→ **Aim of the exercise**
Scale the stretch of records below from the line containing "For every instance of the outstretched" through the line containing "x=662 y=299", both ends included, and give back only those lines, requests and all. Multiply every coordinate in the answers by 0.75 and round to whole numbers, rounding halves up.

→ **Input records**

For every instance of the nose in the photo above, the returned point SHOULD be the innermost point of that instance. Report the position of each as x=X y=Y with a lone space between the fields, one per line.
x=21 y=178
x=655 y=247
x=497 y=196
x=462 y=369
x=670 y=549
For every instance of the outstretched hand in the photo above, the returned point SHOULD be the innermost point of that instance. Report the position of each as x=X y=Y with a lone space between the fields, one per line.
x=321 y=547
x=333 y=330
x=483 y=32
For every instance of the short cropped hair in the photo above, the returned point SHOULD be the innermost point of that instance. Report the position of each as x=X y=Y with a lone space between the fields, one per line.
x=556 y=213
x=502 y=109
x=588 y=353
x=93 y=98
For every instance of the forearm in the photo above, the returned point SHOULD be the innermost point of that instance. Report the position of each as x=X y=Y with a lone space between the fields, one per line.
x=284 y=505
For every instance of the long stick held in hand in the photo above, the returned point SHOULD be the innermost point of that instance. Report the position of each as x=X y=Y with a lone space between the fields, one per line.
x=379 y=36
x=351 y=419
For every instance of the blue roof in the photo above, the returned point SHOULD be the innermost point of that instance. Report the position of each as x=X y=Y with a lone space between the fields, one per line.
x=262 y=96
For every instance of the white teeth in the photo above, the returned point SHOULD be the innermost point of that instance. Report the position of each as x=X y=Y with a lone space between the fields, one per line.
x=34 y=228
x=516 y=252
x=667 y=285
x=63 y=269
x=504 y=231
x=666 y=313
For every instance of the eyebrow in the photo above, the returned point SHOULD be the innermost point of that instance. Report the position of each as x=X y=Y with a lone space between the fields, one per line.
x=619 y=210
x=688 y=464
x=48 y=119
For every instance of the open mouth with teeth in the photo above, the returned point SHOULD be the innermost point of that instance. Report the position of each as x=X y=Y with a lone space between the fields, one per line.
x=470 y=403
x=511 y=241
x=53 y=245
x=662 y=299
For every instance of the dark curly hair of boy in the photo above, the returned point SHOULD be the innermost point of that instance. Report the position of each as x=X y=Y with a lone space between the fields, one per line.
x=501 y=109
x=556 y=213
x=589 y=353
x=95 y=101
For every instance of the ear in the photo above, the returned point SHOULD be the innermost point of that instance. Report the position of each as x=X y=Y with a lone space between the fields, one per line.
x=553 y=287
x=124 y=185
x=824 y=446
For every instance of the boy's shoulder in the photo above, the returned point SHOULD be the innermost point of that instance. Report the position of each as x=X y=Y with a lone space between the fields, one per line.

→ **The solution**
For every instance of the outstretched hand in the photo above, the returned point SHOULD be the innermost point of that instance. Report the position of each as x=X y=Y with a lone space between the fields, one per line.
x=241 y=410
x=250 y=248
x=362 y=24
For every instance of the short cropped hair in the photo above, the returned point SHOULD be the innermost point of that instance. Report the position of each as x=X y=Y with a lone space between the fields, one per line.
x=417 y=160
x=377 y=82
x=441 y=265
x=70 y=74
For every instance of the forearm in the photo above, the returned point SHOULD be the innermost point of that instance. Report the position of each as x=X y=Y with a lone space between the fields, one per line.
x=213 y=379
For every instance of the long stick held in hand in the photo above, the returned point SHOULD be the innermost point of that instance. Report the position of each as x=X y=Y with a lone space between the fields, one per line.
x=284 y=27
x=263 y=314
For every instance of the blue roof in the photo above, the returned point SHOULD be the innermost point of that instance. Report the position of each as x=X y=Y with a lone space between the fields, one per line.
x=197 y=72
For every instance of the white teeth in the photo above, the returned point SHOULD be the innermost point of that instance. Report the position of each as x=X y=Y with a lone space between the fields, one per line.
x=26 y=171
x=387 y=189
x=500 y=214
x=47 y=202
x=378 y=173
x=500 y=235
For every instance of the eyebrow in the photo above, the returned point SHOULD be the innermost point of that instance. Report the position of each as x=X y=Y with a lone space between the fields, one per line.
x=464 y=158
x=516 y=348
x=36 y=89
For every instance of the open mouth with teeth in the photo above, the returned point SHOULD be the innermost point of that instance. Report the position of each as x=X y=Y with a lone space between the fields, one per line.
x=353 y=302
x=383 y=181
x=40 y=184
x=497 y=224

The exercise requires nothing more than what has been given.